## Begin RECORDS FOR THIS EXERCISE

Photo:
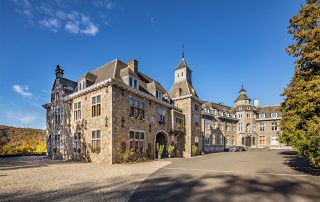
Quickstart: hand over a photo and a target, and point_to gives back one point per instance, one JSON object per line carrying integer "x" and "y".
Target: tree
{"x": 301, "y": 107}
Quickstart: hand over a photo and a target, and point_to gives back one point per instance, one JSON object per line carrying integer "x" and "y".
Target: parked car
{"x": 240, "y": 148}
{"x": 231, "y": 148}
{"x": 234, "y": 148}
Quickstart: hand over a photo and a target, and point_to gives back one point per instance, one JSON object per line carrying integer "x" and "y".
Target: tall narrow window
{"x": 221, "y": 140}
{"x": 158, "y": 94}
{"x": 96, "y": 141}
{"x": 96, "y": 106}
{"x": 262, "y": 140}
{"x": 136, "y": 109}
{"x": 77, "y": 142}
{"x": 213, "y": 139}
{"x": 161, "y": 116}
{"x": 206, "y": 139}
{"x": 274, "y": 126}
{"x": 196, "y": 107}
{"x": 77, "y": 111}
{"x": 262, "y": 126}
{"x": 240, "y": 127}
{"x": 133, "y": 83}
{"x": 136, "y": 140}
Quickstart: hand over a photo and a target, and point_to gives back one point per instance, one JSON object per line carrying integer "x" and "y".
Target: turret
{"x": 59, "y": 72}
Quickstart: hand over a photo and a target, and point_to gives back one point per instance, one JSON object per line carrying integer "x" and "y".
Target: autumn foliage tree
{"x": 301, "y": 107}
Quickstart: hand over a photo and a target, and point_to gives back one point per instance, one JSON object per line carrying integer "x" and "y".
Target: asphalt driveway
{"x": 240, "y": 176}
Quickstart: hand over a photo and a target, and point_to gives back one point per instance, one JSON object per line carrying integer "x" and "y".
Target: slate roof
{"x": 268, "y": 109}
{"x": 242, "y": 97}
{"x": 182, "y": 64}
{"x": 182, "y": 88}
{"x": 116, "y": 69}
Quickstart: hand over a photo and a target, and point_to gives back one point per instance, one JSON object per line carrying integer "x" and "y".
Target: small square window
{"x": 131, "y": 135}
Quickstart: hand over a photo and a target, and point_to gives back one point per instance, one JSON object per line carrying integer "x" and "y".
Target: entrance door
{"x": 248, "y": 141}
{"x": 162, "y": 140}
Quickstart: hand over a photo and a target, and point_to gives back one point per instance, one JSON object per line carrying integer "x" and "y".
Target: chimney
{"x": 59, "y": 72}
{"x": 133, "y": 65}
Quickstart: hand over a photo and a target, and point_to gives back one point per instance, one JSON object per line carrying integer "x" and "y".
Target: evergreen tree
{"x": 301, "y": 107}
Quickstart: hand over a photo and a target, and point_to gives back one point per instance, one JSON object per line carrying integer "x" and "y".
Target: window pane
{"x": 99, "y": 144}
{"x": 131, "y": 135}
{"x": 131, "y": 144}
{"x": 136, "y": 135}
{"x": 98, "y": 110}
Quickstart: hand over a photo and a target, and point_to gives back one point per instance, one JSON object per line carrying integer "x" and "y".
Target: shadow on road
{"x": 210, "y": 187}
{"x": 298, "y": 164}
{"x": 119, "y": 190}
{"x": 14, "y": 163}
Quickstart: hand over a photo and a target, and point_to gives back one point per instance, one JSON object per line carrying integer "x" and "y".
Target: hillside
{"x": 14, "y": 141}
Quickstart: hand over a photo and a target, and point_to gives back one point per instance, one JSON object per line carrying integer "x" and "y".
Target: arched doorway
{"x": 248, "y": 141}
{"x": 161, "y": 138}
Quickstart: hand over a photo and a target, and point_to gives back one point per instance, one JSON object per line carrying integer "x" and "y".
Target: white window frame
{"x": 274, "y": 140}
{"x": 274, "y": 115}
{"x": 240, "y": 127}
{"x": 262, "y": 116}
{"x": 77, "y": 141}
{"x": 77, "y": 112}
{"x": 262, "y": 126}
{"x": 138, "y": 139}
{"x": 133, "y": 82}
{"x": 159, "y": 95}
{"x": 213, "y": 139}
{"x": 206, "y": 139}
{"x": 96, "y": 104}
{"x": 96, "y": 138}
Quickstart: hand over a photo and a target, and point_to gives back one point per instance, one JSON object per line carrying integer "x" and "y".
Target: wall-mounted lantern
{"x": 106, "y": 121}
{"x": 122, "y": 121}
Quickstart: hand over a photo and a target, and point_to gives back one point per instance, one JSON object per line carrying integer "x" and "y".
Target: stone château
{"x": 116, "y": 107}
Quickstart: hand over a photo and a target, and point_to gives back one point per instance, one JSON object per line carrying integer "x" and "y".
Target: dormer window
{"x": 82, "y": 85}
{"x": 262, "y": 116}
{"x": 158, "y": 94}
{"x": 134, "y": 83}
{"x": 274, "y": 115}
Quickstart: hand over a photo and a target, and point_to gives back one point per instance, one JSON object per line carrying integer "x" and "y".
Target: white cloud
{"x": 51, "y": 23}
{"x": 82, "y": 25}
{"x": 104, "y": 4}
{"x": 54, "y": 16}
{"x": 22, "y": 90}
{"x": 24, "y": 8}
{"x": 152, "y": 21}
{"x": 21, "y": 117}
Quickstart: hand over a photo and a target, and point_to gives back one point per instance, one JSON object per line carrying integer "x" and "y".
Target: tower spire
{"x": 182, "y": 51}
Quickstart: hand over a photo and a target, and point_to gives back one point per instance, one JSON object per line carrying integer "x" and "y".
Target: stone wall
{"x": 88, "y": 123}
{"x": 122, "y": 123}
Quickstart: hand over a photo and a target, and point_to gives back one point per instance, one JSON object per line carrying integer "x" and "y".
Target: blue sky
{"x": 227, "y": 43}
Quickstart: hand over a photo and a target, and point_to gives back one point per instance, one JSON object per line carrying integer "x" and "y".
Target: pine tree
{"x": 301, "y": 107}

## End RECORDS FOR THIS EXERCISE

EXERCISE DIRECTIONS: Reproduce every record above exactly, omitting the pictures.

THE COMPLETED TASK:
Photo:
Quickstart: hand over a photo and a target, and point_to gives back one point per instance, one JSON object per line carrying integer "x" and "y".
Target: tree
{"x": 301, "y": 107}
Quickstart: hand over a photo and a target, and point_to gives back one point per instance, one JSON object per line carrying integer "x" and "y".
Target: parked car
{"x": 240, "y": 148}
{"x": 231, "y": 148}
{"x": 234, "y": 148}
Quickstart: hand over a photo and a target, and point_to gives back one point per instance, one JSON object per line carrying integer "x" and "y".
Target: tall narrow window
{"x": 221, "y": 140}
{"x": 158, "y": 94}
{"x": 96, "y": 141}
{"x": 96, "y": 106}
{"x": 262, "y": 140}
{"x": 136, "y": 109}
{"x": 77, "y": 142}
{"x": 213, "y": 139}
{"x": 161, "y": 116}
{"x": 206, "y": 139}
{"x": 274, "y": 126}
{"x": 196, "y": 107}
{"x": 77, "y": 111}
{"x": 262, "y": 126}
{"x": 240, "y": 127}
{"x": 133, "y": 83}
{"x": 136, "y": 140}
Quickstart: hand over a photo and a target, and point_to gives back one point per instance, one JSON object per line carrying integer "x" and "y".
Target: turret
{"x": 59, "y": 72}
Quickstart: hand over a photo and a target, and point_to gives back one point per instance, one JSON object per line carrying integer "x" and "y".
Target: autumn foliage tree
{"x": 301, "y": 107}
Quickstart: hand over a photo and a target, and point_to gives back one point per instance, one JSON object per line carrying integer "x" and "y".
Target: asphalt driveway
{"x": 240, "y": 176}
Quickstart: hand over a photo and a target, and point_to gives back one point per instance, one JSON object per line carrying integer "x" and "y".
Target: slate roof
{"x": 268, "y": 109}
{"x": 242, "y": 97}
{"x": 182, "y": 64}
{"x": 182, "y": 88}
{"x": 116, "y": 69}
Quickstart: hand over a photo and a target, and point_to gives back one point per instance, one JSON object per line carrying integer "x" and "y".
Target: small square window
{"x": 131, "y": 135}
Quickstart: hand over a photo and a target, and point_to gives back one point per instance, one JSON object per line carrying integer "x" and "y".
Target: entrance door
{"x": 248, "y": 141}
{"x": 162, "y": 140}
Quickstart: hand over a photo and a target, and point_to gives back one point per instance, one JSON object per line carrying integer "x" and "y".
Target: chimney
{"x": 59, "y": 72}
{"x": 133, "y": 65}
Quickstart: hand over a photo and a target, and point_to gives back one point per instance, one JSON object per line carrying integer "x" and "y".
Target: evergreen tree
{"x": 301, "y": 107}
Quickstart: hand over a photo and a target, and point_to gives back one point per instance, one JSON object per line carrying integer "x" and "y".
Target: window pane
{"x": 99, "y": 144}
{"x": 131, "y": 135}
{"x": 131, "y": 144}
{"x": 136, "y": 135}
{"x": 98, "y": 110}
Quickstart: hand over a photo and a target, and point_to gives back one point per instance, one JSON object per line carrying integer "x" and "y".
Target: shadow on road
{"x": 210, "y": 187}
{"x": 298, "y": 164}
{"x": 119, "y": 190}
{"x": 14, "y": 163}
Quickstart: hand over a photo and a target, and point_to gives back one point per instance, one JSON object per line carrying integer "x" and "y".
Target: hillside
{"x": 14, "y": 141}
Quickstart: hand over a photo and a target, and point_to gives back one point per instance, one JSON object per line carrying integer "x" and "y".
Target: arched doorway
{"x": 248, "y": 141}
{"x": 161, "y": 138}
Quickstart: hand over a photo and a target, and point_to gives back one point per instance, one JSON object per line carrying integer "x" and "y".
Target: white window frame
{"x": 274, "y": 140}
{"x": 274, "y": 115}
{"x": 240, "y": 127}
{"x": 262, "y": 116}
{"x": 77, "y": 141}
{"x": 77, "y": 112}
{"x": 262, "y": 126}
{"x": 138, "y": 139}
{"x": 133, "y": 82}
{"x": 159, "y": 95}
{"x": 213, "y": 139}
{"x": 206, "y": 139}
{"x": 96, "y": 104}
{"x": 96, "y": 138}
Quickstart: hand over a photo and a target, and point_to gives back one point per instance, one JSON object per line carrying integer "x" and "y".
Target: wall-mounted lantern
{"x": 106, "y": 121}
{"x": 122, "y": 121}
Quickstart: hand over a photo and a target, and point_to gives back one point per instance, one JSON object per line carrying integer "x" and "y".
Target: stone château
{"x": 116, "y": 107}
Quickstart: hand over a photo and a target, and point_to gives back one point per instance, one JSON object per line carrying integer "x" and "y".
Target: dormer window
{"x": 82, "y": 85}
{"x": 262, "y": 116}
{"x": 158, "y": 94}
{"x": 134, "y": 83}
{"x": 274, "y": 115}
Quickstart: hand over a photo and a target, and point_to gives back one point per instance, one JSON object per line carrying integer "x" and "y".
Target: white cloud
{"x": 51, "y": 23}
{"x": 82, "y": 25}
{"x": 104, "y": 4}
{"x": 54, "y": 16}
{"x": 22, "y": 90}
{"x": 24, "y": 8}
{"x": 152, "y": 21}
{"x": 21, "y": 117}
Quickstart: hand over a photo and a target, and point_to gives back one point per instance, one JSON object per line carrying integer "x" and "y".
Target: tower spire
{"x": 182, "y": 51}
Quickstart: hand over a photo and a target, and point_to gives back one point per instance, one JSON object per line carrying integer "x" and "y".
Target: stone wall
{"x": 88, "y": 123}
{"x": 122, "y": 123}
Quickstart: hand over a photo and a target, and point_to gives back one point per instance, one JSON object per line carrying integer "x" and "y".
Target: blue sky
{"x": 227, "y": 43}
Quickstart: hand over a photo and a target, and point_to gives back one point per instance, one JSON object per line carrying integer "x" and "y".
Target: pine tree
{"x": 301, "y": 107}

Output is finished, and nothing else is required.